:: PROVIDED DATA ::
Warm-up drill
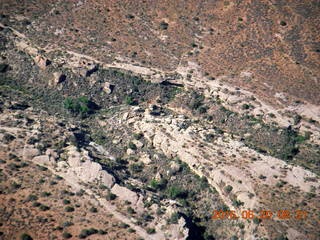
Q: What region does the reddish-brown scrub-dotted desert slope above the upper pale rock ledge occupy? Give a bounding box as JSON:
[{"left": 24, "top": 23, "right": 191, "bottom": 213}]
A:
[{"left": 0, "top": 0, "right": 320, "bottom": 104}]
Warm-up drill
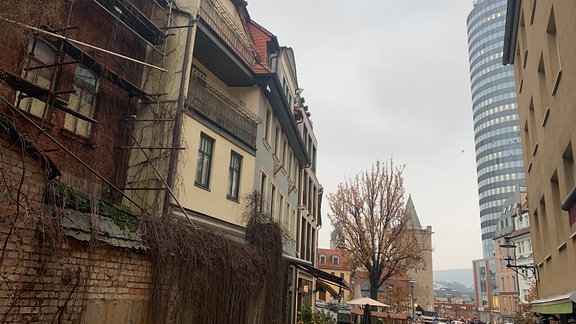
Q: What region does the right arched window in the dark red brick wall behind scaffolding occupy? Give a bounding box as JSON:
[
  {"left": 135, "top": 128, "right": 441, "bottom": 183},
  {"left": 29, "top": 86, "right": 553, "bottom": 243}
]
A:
[{"left": 64, "top": 65, "right": 98, "bottom": 137}]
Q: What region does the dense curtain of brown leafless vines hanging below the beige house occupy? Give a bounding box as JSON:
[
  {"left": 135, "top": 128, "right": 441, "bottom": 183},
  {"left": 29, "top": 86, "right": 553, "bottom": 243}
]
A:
[{"left": 144, "top": 191, "right": 287, "bottom": 324}]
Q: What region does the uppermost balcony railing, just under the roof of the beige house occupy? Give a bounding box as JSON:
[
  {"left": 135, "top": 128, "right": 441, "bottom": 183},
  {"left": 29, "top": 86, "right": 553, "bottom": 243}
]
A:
[{"left": 200, "top": 0, "right": 256, "bottom": 67}]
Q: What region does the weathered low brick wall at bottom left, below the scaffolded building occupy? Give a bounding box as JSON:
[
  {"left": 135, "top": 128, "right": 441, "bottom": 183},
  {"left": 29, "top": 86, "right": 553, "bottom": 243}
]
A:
[{"left": 0, "top": 135, "right": 150, "bottom": 323}]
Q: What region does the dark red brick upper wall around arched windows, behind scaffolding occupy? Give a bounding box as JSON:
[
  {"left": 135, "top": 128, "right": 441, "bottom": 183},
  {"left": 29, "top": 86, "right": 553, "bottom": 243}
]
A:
[{"left": 0, "top": 0, "right": 146, "bottom": 194}]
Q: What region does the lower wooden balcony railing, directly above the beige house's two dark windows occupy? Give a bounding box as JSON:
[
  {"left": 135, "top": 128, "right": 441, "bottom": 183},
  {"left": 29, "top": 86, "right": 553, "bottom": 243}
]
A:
[{"left": 187, "top": 69, "right": 259, "bottom": 148}]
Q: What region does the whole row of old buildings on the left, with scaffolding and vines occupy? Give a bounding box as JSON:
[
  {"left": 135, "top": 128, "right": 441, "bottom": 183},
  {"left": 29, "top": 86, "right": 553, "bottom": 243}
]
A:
[{"left": 0, "top": 0, "right": 347, "bottom": 323}]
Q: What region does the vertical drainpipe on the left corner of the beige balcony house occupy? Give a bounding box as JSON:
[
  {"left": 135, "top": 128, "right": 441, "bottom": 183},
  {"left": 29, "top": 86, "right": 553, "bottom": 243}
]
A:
[{"left": 162, "top": 2, "right": 196, "bottom": 217}]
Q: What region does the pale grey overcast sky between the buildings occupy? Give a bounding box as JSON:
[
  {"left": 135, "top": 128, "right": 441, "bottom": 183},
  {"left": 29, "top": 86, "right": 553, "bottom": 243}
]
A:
[{"left": 248, "top": 0, "right": 482, "bottom": 270}]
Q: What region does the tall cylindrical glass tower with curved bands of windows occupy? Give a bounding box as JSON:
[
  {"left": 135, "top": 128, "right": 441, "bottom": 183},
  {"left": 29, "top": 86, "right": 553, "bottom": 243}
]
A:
[{"left": 467, "top": 0, "right": 526, "bottom": 259}]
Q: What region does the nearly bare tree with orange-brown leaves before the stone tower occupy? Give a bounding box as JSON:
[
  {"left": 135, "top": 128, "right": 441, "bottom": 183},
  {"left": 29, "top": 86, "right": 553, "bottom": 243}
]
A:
[{"left": 327, "top": 159, "right": 426, "bottom": 299}]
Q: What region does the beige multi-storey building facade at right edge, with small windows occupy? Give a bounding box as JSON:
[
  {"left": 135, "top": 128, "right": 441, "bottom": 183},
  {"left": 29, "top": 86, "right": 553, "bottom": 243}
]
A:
[{"left": 504, "top": 0, "right": 576, "bottom": 313}]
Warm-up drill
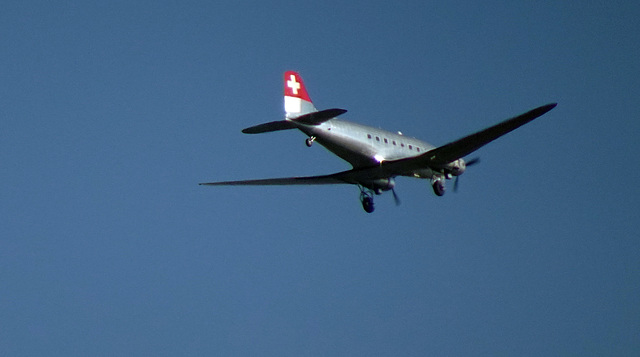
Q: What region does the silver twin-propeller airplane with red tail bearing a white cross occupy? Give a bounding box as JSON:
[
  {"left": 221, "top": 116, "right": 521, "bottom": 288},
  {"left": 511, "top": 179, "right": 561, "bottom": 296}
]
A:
[{"left": 200, "top": 71, "right": 557, "bottom": 213}]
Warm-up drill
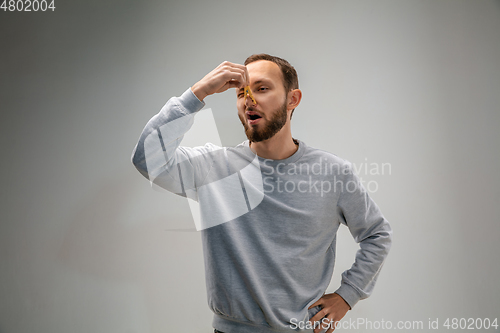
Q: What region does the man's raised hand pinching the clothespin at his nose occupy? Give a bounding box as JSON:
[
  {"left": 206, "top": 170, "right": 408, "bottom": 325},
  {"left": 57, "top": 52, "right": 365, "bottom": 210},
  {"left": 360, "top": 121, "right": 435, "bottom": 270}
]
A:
[{"left": 191, "top": 61, "right": 249, "bottom": 101}]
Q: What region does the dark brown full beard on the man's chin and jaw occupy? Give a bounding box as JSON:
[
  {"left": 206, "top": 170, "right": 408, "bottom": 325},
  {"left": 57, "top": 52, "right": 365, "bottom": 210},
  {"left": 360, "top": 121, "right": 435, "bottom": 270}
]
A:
[{"left": 239, "top": 100, "right": 287, "bottom": 142}]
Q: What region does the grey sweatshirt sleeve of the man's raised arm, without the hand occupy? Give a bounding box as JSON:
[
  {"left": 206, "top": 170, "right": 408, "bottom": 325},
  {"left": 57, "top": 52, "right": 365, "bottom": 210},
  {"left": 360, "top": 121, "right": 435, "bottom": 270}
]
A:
[{"left": 131, "top": 88, "right": 215, "bottom": 200}]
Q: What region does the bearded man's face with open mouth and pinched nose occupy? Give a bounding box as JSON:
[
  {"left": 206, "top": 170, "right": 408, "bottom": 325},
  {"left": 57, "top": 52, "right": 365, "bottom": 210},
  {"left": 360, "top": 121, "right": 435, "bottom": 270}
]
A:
:::
- [TASK TO COMPLETE]:
Tally the lines in the records that contain "above", then give only the tally.

- [ANSWER FOR THIS EXERCISE]:
2